### DIRECTIVES
(1) Answer these questions from the essay about public restrooms:
(a) In which two languages is the warning on the yellow cone printed?
(b) Along which coast does the writer travel to visit family?
(c) About how many years ago did the writer start noticing automatic-flush toilets at public rest stops?
(2) In the essay about public restrooms, reproduce the passage between "Flustered Over Flushing" and "always the same.", inclusive, switching "Nobel Prize" to "Pulitzer Prize".
(3) Pick up the essay about public restroom toilets at the point where it stops, and continue it.

Flustered Over Flushing

By: Ivan Mlinaric

I believe a special Nobel Prize should go to the guy who invented the automatic flush toilet.  I am serious about this as I have a great deal of experience with public bathrooms. We travel up and down the east coast to visit family all year long. Through the years of this highway travel, I have gagged at many of the women’s bathrooms at the rest stops that dot the American landscape. No matter what state we found ourselves in, the scene was and is always the same.

The first thing a woman notices when entering a public bathroom is the yellow cone bearing both the English and Spanish translation of the words “Caution, wet floor”  that always sits  in the middle of the stall aisle.  Do people who use public bathrooms only speak English and Spanish? What about those women who do not speak either language? Do they get to slip and fall on the germ-filled floor because they don’t understand the words on the cone?

Those who can read the cone, tiptoe around it as they make their way to the bathroom stalls. Then, they gingerly push in each door in hopes of finding a stall with a clean toilet.  It is like a scene from a horror movie where the stupid college chick starts to go into the room where she just heard all the strange noises. Even though she does not know what waits for her on the other side.  In a public bathroom, we pretty much know what’s waiting for us on the other side of that door. Allow me to say that I don’t understand how in a country which is filled with so many potty-trained adults, there can be so many women who can’t aim into the toilet. I know it’s hard to squat, but really, it’s not that difficult a task.

Let me get back to the point of this whole thing.  About 10 years ago, I started to notice the arrival of automatic-flush toilets in the public rest stops.

### DATA
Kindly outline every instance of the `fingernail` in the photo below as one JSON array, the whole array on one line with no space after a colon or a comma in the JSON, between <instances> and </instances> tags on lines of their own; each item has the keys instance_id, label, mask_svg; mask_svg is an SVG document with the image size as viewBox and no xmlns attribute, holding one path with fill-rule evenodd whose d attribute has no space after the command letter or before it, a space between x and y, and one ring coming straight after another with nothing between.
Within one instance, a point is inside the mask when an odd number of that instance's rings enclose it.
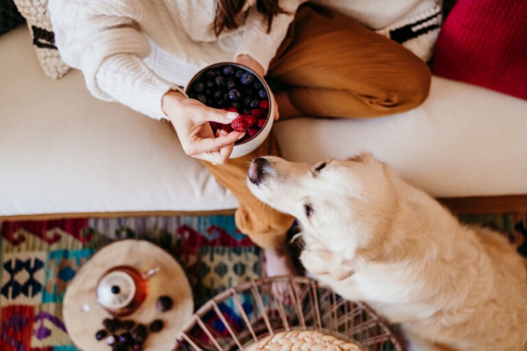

### ANSWERS TO THE TASKS
(1)
(a) English and Spanish
(b) The east coast
(c) About 10 years ago

(2)
Flustered Over Flushing

By: Ivan Mlinaric

I believe a special Pulitzer Prize should go to the guy who invented the automatic flush toilet.  I am serious about this as I have a great deal of experience with public bathrooms. We travel up and down the east coast to visit family all year long. Through the years of this highway travel, I have gagged at many of the women’s bathrooms at the rest stops that dot the American landscape. No matter what state we found ourselves in, the scene was and is always the same.

(3)
“This is interesting” I thought when I first noticed the no-hands flush system.  I was a little unsure of the little red light attached to the toilet. I figured it was a sensor that told the toilet when I was done, but the paranoid person inside of me had to wonder if a camera was attached.  Once I realized, that no one was filming my activities, (well, maybe with the exception of a few rest stops on the New Jersey Turnpike), I relaxed.  I really liked that I did not have to touch anything near that toilet.

Then, the automatic bathroom people came up with the automatic sinks.  These were good too, but I never met an automatic sink that acted consistently. Sometimes, I can wave my hands under the sink once and water just flows out. Other times, I can wave my hands, my arms or even a magic wand and no water comes out, and there is no manual back up system. If the automatic sink does not flow, you get no water.  The same is true for the automatic soap dispensers and the newest addition to the public bathroom, the automatic towel holder.  There are times when I have so much arm action going on in one bathroom visit that I actually get a full aerobics workout and I need a whiff of my asthma inhaler before I can go on with the rest of my day.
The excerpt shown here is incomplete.